__Try it__:
Select and copy out every line in the records containing "each".

--- Data shown Enclosed Below ---

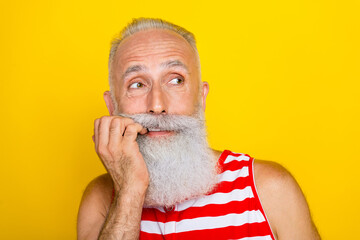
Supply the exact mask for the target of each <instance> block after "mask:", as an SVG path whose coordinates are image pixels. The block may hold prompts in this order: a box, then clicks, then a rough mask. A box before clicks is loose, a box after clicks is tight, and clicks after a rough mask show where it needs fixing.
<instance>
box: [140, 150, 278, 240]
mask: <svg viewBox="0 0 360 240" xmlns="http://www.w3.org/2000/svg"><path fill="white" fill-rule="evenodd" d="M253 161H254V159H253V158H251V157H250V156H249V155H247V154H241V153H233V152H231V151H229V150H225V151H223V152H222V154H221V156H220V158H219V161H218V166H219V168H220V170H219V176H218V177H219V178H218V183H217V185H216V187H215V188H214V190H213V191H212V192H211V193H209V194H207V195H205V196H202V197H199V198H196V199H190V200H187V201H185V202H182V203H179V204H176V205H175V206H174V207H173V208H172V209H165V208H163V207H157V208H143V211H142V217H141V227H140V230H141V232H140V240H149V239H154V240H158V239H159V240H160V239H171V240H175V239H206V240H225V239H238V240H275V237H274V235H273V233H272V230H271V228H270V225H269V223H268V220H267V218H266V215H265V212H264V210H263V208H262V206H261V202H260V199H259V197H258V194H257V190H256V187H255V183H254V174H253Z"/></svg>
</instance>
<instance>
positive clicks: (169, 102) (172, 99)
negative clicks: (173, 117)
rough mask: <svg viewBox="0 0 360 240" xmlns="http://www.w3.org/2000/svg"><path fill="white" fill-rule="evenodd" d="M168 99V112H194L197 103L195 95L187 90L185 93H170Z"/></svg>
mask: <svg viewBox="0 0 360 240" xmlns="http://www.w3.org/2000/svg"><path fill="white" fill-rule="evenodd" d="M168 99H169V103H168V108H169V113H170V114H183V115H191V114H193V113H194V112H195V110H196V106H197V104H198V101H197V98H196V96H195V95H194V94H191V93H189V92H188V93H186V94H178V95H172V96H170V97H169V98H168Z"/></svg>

--- End of Enclosed Data shown ---
--- Data shown Enclosed Below ---

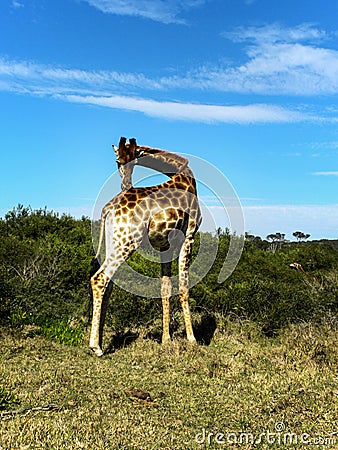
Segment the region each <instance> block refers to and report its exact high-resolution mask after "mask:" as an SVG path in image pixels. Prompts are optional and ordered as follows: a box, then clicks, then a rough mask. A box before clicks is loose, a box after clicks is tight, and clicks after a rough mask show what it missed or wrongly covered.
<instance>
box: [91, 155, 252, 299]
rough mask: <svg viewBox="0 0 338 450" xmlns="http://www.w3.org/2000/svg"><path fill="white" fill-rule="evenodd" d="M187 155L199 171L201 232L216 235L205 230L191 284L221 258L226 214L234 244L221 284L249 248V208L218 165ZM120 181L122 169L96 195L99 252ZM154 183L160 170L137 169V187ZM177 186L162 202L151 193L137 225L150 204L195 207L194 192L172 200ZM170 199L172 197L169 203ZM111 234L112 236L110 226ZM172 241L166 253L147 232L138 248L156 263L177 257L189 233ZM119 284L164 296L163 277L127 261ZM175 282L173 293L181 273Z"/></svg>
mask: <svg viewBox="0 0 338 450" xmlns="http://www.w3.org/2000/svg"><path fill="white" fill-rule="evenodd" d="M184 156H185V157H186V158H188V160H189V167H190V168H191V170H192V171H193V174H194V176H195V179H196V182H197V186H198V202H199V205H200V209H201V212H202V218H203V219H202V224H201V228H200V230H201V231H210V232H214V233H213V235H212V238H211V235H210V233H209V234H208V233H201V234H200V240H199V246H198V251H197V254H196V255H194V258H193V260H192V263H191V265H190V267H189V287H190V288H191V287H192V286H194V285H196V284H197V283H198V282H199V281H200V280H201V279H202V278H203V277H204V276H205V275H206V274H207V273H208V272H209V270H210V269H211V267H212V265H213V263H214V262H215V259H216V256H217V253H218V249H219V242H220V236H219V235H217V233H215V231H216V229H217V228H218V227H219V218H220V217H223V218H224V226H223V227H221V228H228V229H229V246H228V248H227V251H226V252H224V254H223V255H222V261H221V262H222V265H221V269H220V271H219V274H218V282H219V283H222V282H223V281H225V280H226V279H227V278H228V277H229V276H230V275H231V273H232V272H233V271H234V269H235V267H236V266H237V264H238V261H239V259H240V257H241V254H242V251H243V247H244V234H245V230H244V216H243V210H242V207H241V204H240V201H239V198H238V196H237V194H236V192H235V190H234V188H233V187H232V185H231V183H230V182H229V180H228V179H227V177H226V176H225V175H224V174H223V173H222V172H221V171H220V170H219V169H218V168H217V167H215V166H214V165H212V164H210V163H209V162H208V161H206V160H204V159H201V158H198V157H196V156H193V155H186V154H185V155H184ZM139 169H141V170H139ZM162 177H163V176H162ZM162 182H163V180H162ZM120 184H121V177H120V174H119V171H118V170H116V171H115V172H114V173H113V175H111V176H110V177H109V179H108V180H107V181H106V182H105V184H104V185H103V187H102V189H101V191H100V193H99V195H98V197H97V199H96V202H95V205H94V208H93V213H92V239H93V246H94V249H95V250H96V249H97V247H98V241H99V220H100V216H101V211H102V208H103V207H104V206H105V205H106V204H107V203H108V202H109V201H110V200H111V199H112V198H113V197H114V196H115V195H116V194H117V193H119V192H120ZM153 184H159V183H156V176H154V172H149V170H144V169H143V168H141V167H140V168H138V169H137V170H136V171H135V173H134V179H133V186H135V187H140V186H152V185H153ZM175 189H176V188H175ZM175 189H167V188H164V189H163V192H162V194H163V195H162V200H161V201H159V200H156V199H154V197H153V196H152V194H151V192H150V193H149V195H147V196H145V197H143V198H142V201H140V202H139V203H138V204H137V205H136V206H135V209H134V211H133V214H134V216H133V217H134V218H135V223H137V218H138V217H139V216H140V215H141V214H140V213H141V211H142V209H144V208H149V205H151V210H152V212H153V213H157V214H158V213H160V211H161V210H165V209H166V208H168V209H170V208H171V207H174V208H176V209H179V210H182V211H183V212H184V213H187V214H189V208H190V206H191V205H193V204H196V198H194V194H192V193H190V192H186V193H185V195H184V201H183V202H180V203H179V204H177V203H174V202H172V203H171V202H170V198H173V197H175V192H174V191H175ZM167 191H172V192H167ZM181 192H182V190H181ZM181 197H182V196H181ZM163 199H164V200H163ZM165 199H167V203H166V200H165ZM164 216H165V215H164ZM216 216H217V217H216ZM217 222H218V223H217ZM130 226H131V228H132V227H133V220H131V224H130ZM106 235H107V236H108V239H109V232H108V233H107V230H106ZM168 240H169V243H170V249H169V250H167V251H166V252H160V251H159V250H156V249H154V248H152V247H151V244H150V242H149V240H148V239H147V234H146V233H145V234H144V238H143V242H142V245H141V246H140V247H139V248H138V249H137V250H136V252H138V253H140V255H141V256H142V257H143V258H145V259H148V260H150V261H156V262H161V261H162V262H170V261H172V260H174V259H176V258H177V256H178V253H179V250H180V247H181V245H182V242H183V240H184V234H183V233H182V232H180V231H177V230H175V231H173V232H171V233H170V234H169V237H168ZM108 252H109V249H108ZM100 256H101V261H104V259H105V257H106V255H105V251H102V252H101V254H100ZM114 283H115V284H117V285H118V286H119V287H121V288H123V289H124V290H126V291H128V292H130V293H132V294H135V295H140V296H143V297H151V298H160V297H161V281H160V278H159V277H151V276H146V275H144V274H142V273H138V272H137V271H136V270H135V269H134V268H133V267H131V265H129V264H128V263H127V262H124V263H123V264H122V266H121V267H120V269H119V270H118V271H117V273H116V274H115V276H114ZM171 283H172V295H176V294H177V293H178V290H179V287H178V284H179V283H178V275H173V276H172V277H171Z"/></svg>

--- End of Enclosed Data shown ---

__Response box__:
Supply the exact mask for the target of each <instance> block after "mask:", as an SVG path whose coordinates are image pixels. The block may hold prompts in this order: a box, then clicks, then a rough mask. A box before clicks is loose, a box after clicks is tight, and clicks after a rough mask show where it needs fixing.
Segment the region each <instance> block refers to and report its exact high-resolution mask after "mask:" as an SVG path in image pixels. Prompts are optional and ordered as follows: a box, then clicks, then a rough mask. A box before clicks is loose, a box after clicks is tight, and clicks after a rough mask show what it missed or wrongly covered.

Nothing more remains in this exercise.